── Stored data
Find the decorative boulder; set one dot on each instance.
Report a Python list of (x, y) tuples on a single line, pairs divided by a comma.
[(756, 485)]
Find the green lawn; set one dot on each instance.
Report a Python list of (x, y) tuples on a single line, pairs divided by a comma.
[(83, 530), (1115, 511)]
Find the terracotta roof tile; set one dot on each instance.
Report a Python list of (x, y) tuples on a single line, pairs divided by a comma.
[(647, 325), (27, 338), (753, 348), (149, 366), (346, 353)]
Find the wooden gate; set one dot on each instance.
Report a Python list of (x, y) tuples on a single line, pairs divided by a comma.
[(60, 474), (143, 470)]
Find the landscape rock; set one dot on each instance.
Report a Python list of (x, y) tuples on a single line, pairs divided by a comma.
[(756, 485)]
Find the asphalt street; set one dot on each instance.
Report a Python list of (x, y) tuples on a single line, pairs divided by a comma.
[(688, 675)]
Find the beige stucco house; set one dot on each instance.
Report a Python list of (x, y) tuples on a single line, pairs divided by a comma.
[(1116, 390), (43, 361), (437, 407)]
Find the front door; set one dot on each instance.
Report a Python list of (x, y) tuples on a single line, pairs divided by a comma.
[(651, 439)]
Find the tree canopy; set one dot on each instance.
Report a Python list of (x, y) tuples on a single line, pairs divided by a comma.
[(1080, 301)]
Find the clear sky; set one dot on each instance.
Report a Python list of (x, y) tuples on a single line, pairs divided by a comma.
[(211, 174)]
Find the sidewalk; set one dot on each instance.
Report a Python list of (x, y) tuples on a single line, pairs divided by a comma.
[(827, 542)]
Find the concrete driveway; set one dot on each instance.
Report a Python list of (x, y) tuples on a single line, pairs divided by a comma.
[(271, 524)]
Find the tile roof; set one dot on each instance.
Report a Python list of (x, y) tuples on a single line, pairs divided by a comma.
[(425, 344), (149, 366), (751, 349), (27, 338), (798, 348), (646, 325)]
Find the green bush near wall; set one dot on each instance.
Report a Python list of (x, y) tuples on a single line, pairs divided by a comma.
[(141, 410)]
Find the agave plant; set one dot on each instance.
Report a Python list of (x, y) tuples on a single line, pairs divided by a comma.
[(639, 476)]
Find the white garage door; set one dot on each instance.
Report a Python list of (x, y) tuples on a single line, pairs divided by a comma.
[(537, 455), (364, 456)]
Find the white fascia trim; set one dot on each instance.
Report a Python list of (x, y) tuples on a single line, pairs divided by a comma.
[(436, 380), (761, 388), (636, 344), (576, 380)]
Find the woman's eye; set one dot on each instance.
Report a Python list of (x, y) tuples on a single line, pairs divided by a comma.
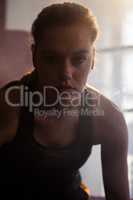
[(50, 60), (76, 61)]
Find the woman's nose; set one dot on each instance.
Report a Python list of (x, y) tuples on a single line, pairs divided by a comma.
[(66, 71)]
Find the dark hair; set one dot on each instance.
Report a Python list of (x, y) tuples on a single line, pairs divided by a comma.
[(64, 14)]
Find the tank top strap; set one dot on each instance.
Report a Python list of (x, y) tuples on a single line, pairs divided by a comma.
[(86, 124)]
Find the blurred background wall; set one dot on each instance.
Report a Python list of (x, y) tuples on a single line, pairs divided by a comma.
[(113, 69)]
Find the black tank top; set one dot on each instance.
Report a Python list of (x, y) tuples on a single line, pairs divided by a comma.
[(24, 161)]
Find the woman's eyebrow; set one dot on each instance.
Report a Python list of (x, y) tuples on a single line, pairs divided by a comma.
[(81, 51)]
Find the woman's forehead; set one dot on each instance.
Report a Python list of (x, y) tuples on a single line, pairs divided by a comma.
[(76, 36)]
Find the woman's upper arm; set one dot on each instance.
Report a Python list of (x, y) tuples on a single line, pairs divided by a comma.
[(8, 115), (114, 159)]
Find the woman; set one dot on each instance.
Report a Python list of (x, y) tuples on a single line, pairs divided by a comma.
[(50, 119)]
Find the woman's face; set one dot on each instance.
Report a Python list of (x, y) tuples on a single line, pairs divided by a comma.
[(64, 56)]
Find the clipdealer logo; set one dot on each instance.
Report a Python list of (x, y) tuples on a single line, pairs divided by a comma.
[(67, 98)]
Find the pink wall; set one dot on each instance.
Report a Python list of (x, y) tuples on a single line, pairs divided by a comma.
[(15, 55)]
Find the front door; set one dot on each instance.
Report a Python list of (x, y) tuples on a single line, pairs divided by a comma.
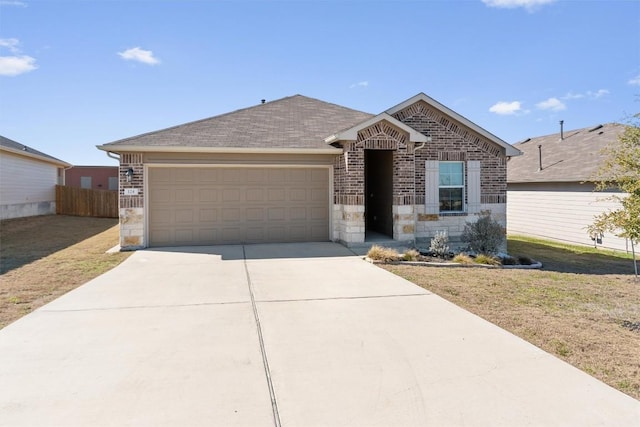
────
### Exercise aim
Write out all of the data above line for line without any changes, and leave the pictures out.

### Output of the exercise
Find the decorative boulder; set one dot on each instance.
Report a Python list of (x, y) tuples on a single line, pairs divided by a comma.
[(756, 485)]
Find the green lawn; set one dot on each instance.
Report a Python list of (x, y) tuples on a single line, pairs divided by a comma.
[(83, 530), (1115, 511)]
Find the terracotta roof tile; set one dot on each instance.
Report a Python list of (x, y) tuples on a single line, pairs divided by a comma.
[(647, 325), (27, 338), (753, 348), (149, 366), (346, 353)]
Find the wooden gate; set one dot on each instance.
Report a Python list of (x, y) tuples on a single line, pairs divided by a comma.
[(60, 474), (143, 470)]
Find the landscape rock; set one dot on each instance.
Report a Python list of (x, y) tuples on a single line, pairs divided by a comma.
[(756, 485)]
Find the asphalt street; set one dot on each instance.
Report a Python list of (x, y) tuples on a single line, pairs divided by a comma.
[(688, 675)]
Find the beige stucco house; set one dot on each instance.
Report a Python list of (x, y) tuples on a single line, pairs divided by a comma.
[(1116, 390), (43, 361), (437, 407)]
Find the front door; set one dot on each instance.
Report a Python list of (x, y) tuples on a single line, pairs divided by a comma.
[(651, 439)]
Find the tree canopy; set one dot on each instance.
Report a Python list of (x, y) tuples on a single line, pairs divided by a comma.
[(1080, 301)]
Find the clear sky; set one dot on each instance.
Report a Python list of (x, y) tuples on a single line, pairs divided by a comma.
[(211, 174)]
Find the sidewalk; set one dot on each instance.
Report a Python list of (x, y) tuples on a single line, pairs divided by a comma.
[(827, 542)]
Find the concrete driveway; set one dot on each instance.
Report a Python list of (x, y) tuples on a single line, pairs divided by a comma.
[(271, 524)]
Find the tile roof; set one dot on each instance.
Report a Python list of (x, y) tuples on a single line, pairs divided by a comma.
[(425, 344), (149, 366), (751, 349), (27, 338), (798, 348), (646, 325)]
Find the green bush near wall; set one dot on each instance.
Report a Python list of (x, y) tuples on a single line, pairs divided by a comma.
[(141, 410)]
Find the agave plant; set one dot on each instance.
Report a Python list of (x, y) tuples on a single line, pairs divided by a comma.
[(639, 476)]
Find the white garage door; set one dot on each instance.
Report a Python list of (x, y) tuples on a single line, pairs divided by a comma.
[(537, 455), (364, 456)]
Find the white fascia trim; set one dot on each instance.
Report a Python list of (x, y) tuples on a single line, pairs divided by a comma.
[(436, 380), (761, 388), (636, 344), (576, 380)]
Find the woman's eye; set one dot on each instance.
Report a Python list of (x, y) tuples on a single line, pairs divided by a comma.
[(50, 60), (76, 61)]
Find the woman's nose; set one dot on each instance.
Report a Python list of (x, y) tuples on a single line, pairs divided by a comma.
[(66, 71)]
Find the dark hair; set one dot on each instance.
Report a Python list of (x, y) tuples on a single line, pairs divided by a comma.
[(64, 14)]
Find the tank top strap; set one dot on each instance.
Report a Python list of (x, y) tuples on a single line, pairs divided by a comma.
[(86, 124)]
Find the blurred background wall; set one dot on each instance.
Report a Python list of (x, y) tuples on a single line, pairs divided by a comma.
[(113, 69)]
Find the black tank top; set one dot on each instance.
Report a Python list of (x, y) tuples on a single line, pairs divided by a comma.
[(24, 161)]
Find the woman's eyebrow; set one dot on each instance.
Report a Python list of (x, y) tuples on a single line, pairs divided by a comma.
[(81, 51)]
Find the woman's forehead; set one dot on each instance.
Report a Python list of (x, y) tuples on a single line, pairs divided by a comma.
[(76, 36)]
Find the woman's upper arm; set one dot on each instance.
Report a Python list of (x, y) tuples on a single line, pairs divided by a comma.
[(8, 115), (114, 159)]
Find the woman; set one dot on each instance.
Report a Python list of (x, y) tuples on a single line, pairs divided by a comma.
[(50, 119)]
Find the woman's face; set one dot on each instance.
Report a Python list of (x, y) tuples on a single line, pairs divided by a comma.
[(64, 56)]
Find the clipdealer logo; set one dot on each instance.
Report a Python list of (x, y) tuples on a single line, pairs divided by a comma.
[(67, 98)]
Find the pink wall; set one dot on each instance.
Report a Python list of (x, y) tuples on a single line, pairs divided by a comma.
[(15, 55)]
Find the front door; set one dot on each instance.
Report a Python list of (x, y) tuples on a single line, pairs divided by a comma.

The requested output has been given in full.